- **文档正文**
*-*-*
Gauge: 可以任意变化的指标,可增可减。比如CPU使用率、内存使用率、磁盘空间、网速速度、温度变化等等;

class YourClass {
  static final Gauge inprogressRequests = Gauge.build()
     .name("inprogress_requests").labelNames("cmd").help("Inprogress requests.").register();

  void processRequest() {
    inprogressRequests.inc();
    inprogressRequests.labels("java").set(100);
    // Your code here.
    inprogressRequests.dec();
  }
}

Histogram: 直方图,在一段时间范围内对数据进行采样。比如请求持续时间,响应大小等。产生三种直方图:
1、按bucket累计计数,此值<=上限边界采集值。
2、样本累计总和。
3、样本累计次数总和。

class YourClass {
    static final Histogram requestLatency = Histogram.build()
            .name("requests_latency_seconds").help("Request latency in seconds.").register();

    void processRequest(Request req) {
        Histogram.Timer requestTimer = requestLatency.startTimer();
        try {
            // Your code here.
        } finally {
            requestTimer.observeDuration();
        }
    }
}

Summary:与 Histogram 类型类似,用于表示一段时间内的数据采样结果。比如请求持续时间,响应大小。
Histogram和Summary区别:Summary直接存储分位数值,Histogram需要区间计算得出。

class YourClass {

  private static final Summary requestLatency = Summary.build()
*-*-*
- **输入记录**
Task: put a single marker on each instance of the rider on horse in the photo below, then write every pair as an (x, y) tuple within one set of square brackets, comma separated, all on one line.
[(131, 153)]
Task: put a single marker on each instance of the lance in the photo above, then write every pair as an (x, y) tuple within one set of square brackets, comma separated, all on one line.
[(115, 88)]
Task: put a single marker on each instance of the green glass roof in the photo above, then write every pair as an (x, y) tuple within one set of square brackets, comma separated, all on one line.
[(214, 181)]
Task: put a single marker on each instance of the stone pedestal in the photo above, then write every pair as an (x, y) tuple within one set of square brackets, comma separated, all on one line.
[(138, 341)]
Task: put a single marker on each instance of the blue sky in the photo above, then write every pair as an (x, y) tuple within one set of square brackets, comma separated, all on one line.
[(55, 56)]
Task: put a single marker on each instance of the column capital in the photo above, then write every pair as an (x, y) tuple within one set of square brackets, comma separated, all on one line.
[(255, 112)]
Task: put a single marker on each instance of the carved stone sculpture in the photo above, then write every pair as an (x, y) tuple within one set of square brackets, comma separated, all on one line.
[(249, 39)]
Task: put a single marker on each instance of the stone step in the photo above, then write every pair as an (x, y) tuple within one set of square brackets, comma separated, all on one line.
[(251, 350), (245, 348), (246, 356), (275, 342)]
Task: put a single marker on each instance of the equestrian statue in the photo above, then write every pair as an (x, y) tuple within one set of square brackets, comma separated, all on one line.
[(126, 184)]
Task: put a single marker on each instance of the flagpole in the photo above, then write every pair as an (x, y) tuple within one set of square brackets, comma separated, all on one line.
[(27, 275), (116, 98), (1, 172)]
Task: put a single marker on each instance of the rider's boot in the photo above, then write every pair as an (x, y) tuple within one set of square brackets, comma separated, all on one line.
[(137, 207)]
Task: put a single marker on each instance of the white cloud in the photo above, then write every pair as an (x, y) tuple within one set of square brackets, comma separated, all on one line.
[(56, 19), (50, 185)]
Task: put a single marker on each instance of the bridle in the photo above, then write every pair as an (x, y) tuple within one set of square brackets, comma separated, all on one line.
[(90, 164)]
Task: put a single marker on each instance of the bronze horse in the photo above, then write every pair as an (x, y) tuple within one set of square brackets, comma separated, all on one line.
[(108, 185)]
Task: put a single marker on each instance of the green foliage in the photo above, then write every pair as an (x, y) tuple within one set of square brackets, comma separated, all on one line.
*-*-*
- **待办任务**
a) 重写文档正文从"inprogressRequests.dec();"到"requestLatency = Histogram.build()"这一段,将其中的"requestLatency"改名为"latencyHistogram"。
b) 把记录中从含"Task: put a single marker on each instance of the bronze"的那一行到含"[(108, 185)]"的那一行(首尾两行都算在内)排成两列CSV,列名为 prompt 和 target。每条记录占一行,其文本与答案各放进一个带引号的字段,换行改为空格。

- **各题解答**
a)
inprogressRequests.dec();
  }
}

Histogram: 直方图,在一段时间范围内对数据进行采样。比如请求持续时间,响应大小等。产生三种直方图:
1、按bucket累计计数,此值<=上限边界采集值。
2、样本累计总和。
3、样本累计次数总和。

class YourClass {
    static final Histogram latencyHistogram = Histogram.build()

b)
prompt,target
"Task: put a single marker on each instance of the bronze horse in the photo above, then write every pair as an (x, y) tuple within one set of square brackets, comma separated, all on one line.","[(108, 185)]"